**Problem**
Reproduce the material verbatim, starting at the line that contains "For every instance of the snow-capped" and continuing through its final line.

#### Records provided

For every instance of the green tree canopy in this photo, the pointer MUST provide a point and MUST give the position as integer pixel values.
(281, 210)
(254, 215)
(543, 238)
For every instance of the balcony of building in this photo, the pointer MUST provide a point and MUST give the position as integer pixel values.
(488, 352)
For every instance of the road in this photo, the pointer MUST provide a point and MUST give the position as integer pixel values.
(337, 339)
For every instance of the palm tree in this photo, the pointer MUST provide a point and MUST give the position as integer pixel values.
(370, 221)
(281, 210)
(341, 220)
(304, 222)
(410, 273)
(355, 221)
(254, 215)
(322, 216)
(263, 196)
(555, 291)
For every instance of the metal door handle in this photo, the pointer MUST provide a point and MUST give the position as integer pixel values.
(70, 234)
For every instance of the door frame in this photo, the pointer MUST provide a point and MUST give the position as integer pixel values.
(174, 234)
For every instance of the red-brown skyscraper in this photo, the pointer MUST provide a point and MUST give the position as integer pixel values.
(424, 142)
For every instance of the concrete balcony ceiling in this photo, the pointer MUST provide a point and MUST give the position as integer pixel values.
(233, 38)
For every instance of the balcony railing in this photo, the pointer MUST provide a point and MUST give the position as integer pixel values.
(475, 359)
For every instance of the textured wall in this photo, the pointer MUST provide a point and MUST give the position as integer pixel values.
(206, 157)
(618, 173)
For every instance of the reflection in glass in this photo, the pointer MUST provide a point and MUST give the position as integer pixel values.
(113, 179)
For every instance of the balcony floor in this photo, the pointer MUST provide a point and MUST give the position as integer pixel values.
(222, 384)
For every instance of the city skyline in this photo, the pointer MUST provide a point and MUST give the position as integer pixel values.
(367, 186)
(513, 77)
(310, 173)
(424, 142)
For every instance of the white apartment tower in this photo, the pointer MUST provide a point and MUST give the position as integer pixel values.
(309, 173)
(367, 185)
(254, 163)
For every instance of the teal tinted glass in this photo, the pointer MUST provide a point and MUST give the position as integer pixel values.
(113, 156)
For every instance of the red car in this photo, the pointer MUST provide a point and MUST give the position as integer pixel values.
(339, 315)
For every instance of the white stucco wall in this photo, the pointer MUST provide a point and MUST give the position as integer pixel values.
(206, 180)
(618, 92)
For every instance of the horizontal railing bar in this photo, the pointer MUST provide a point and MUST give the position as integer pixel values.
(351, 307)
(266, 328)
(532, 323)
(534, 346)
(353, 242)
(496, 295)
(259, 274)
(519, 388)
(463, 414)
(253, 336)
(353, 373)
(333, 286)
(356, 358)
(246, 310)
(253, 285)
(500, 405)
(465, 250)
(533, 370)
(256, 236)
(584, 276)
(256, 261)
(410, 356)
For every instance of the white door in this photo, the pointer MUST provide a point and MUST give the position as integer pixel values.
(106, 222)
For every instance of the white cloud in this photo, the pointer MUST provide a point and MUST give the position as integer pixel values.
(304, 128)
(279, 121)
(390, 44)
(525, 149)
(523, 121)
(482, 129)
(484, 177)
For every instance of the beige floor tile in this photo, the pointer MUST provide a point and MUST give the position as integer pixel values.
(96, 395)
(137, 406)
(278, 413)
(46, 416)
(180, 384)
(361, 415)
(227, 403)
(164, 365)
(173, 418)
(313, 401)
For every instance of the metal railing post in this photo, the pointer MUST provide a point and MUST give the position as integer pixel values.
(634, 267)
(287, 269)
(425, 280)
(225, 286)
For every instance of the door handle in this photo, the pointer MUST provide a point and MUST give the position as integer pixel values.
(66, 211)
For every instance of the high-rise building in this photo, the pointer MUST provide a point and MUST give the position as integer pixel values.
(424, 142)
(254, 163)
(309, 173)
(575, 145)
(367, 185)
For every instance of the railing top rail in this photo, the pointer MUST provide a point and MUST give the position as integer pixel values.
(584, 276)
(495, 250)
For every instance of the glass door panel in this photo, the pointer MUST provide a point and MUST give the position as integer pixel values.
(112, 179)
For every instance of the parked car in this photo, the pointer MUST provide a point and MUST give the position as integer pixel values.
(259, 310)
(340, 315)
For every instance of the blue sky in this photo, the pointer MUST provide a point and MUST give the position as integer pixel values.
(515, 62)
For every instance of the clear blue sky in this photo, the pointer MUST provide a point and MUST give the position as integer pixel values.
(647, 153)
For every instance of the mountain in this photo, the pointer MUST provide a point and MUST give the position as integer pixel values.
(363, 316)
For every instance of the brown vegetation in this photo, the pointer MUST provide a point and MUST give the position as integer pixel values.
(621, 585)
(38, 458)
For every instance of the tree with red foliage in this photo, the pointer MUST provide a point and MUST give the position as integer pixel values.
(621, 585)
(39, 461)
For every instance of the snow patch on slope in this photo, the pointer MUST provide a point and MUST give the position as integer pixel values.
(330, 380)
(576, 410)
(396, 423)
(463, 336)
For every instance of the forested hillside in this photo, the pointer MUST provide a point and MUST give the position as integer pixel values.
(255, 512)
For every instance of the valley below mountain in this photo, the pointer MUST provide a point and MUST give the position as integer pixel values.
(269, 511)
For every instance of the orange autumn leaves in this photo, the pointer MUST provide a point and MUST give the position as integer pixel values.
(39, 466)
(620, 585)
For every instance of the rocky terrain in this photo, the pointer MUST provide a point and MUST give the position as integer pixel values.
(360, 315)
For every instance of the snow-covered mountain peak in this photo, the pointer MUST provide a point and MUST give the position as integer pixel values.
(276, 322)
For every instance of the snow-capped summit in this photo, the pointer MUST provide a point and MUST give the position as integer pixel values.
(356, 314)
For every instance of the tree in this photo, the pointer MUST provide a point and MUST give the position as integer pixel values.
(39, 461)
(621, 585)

########

**Result of the task**
For every instance of the snow-capped summit in this photo, the pointer MUST provide a point and MUST give the position as integer pixel values.
(356, 314)
For every instance of the tree in this photo, the pointer MUST provide a point and MUST give the position as integer pixel values.
(39, 461)
(621, 585)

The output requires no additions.